[START Records to use]

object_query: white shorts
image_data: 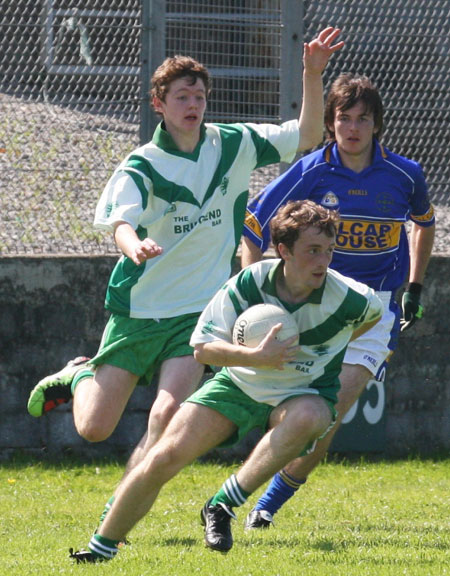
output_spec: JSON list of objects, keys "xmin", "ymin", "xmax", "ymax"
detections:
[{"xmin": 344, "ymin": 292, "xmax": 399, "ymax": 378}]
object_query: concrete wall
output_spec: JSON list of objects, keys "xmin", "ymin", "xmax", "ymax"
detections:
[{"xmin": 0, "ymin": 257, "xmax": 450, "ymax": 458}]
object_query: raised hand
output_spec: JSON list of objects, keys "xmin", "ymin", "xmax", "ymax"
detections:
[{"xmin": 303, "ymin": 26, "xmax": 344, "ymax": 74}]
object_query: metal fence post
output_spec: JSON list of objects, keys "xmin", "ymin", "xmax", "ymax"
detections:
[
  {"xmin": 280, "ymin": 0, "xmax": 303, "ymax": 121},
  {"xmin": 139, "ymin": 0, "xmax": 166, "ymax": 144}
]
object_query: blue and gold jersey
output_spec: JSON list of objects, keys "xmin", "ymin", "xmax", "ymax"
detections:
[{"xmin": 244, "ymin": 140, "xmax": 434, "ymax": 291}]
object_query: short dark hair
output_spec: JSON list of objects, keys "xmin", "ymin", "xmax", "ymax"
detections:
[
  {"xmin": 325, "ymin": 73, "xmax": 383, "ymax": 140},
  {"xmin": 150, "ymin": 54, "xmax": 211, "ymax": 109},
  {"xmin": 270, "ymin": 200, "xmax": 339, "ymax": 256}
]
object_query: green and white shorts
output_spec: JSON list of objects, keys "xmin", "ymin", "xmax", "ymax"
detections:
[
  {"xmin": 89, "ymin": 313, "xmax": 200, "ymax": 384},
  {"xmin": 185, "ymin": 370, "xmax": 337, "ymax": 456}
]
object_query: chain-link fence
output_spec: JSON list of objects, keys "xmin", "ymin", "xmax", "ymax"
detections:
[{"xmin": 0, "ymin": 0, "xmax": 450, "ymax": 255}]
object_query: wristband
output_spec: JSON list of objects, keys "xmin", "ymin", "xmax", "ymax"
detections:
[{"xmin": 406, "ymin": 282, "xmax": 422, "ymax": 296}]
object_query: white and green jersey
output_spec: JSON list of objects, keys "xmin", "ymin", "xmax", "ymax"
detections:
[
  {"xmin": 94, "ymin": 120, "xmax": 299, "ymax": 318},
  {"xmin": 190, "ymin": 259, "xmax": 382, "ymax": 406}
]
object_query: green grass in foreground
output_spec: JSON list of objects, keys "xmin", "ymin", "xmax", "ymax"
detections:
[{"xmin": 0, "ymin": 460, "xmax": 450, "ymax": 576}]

[END Records to use]
[START Records to use]

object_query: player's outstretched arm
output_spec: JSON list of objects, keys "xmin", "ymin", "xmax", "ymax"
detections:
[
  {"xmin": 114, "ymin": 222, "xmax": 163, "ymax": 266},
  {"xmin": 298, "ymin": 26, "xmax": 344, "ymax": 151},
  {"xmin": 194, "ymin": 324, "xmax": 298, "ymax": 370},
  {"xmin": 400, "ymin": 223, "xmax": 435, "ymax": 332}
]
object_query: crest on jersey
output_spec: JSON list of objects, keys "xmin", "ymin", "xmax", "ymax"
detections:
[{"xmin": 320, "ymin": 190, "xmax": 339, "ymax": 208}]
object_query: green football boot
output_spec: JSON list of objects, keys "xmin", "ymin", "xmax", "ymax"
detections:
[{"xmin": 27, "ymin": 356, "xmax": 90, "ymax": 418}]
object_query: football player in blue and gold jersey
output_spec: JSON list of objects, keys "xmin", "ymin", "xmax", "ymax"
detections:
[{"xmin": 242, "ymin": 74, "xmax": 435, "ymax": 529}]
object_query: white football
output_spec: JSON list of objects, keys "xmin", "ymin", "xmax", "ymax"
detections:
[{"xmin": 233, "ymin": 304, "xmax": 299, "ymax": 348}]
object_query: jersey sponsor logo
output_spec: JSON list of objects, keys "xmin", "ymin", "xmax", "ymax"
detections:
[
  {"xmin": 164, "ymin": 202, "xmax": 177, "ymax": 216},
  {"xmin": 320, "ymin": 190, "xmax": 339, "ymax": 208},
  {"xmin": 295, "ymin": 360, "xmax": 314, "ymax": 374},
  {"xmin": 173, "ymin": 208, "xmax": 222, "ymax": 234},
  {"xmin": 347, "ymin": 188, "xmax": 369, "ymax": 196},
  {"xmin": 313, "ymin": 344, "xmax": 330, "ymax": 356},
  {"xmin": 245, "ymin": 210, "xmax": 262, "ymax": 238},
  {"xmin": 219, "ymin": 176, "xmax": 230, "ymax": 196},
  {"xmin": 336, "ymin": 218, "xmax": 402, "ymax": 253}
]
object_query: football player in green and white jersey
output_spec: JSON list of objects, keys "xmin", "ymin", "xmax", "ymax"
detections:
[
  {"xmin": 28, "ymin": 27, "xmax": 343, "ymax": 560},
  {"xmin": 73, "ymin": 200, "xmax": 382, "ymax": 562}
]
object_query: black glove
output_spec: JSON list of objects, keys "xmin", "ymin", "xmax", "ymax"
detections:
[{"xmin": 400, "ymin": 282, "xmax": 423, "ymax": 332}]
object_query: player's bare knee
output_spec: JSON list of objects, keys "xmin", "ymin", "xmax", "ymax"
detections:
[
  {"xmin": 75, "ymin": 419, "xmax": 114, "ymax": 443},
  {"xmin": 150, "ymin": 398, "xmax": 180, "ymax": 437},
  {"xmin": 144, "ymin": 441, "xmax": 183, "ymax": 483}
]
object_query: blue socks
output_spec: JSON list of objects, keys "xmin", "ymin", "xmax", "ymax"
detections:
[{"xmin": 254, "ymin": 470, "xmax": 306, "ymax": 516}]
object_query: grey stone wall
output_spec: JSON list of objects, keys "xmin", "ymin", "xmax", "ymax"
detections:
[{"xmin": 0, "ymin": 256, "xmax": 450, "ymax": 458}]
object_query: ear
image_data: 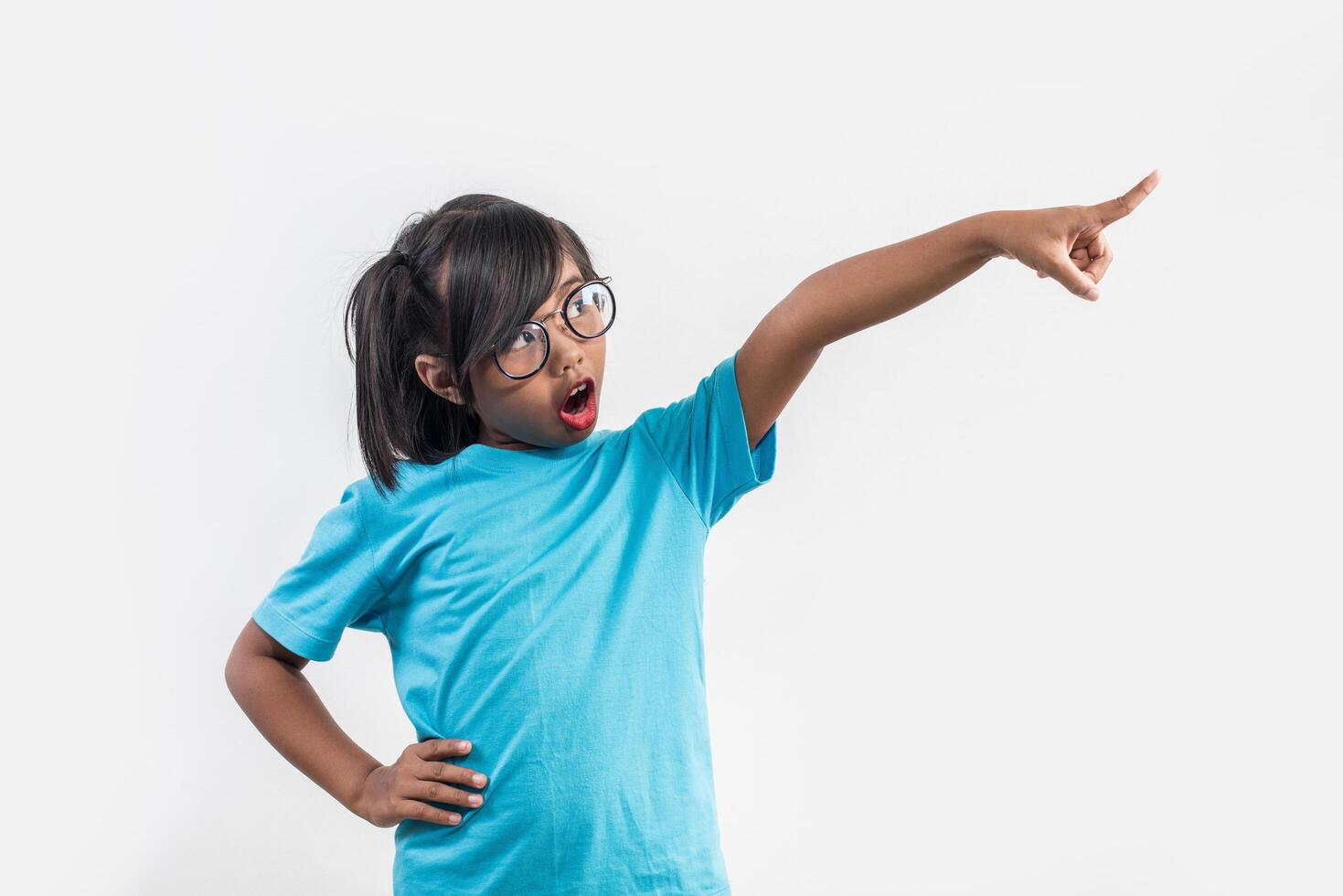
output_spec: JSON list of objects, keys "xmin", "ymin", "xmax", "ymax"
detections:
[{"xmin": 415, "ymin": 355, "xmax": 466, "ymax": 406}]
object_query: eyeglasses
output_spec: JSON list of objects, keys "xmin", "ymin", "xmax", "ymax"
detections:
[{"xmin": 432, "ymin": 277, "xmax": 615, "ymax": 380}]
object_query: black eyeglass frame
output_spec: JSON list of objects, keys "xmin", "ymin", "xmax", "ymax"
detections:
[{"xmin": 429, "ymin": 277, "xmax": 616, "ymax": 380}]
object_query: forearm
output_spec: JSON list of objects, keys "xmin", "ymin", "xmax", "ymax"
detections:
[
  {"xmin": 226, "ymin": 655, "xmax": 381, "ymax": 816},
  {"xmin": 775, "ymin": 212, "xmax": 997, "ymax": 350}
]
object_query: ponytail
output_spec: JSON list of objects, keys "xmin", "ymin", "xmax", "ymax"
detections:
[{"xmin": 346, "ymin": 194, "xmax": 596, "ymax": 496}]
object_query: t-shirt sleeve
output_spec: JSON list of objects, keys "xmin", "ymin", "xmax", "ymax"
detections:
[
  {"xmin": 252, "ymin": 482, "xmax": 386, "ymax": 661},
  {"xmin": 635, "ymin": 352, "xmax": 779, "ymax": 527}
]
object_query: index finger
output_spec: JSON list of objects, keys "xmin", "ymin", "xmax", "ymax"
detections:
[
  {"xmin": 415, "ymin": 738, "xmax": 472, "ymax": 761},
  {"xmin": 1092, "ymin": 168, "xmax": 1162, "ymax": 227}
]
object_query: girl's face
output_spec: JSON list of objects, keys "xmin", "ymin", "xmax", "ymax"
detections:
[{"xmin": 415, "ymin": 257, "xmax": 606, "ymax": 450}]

[END Records to use]

◆ Directions
Report every line in the records above that contains the word "fence", copying each such line in full. Count a line only if the word appears there in the same letter case.

◆ Answer in full
object_query: metal fence post
object_query: chain-link fence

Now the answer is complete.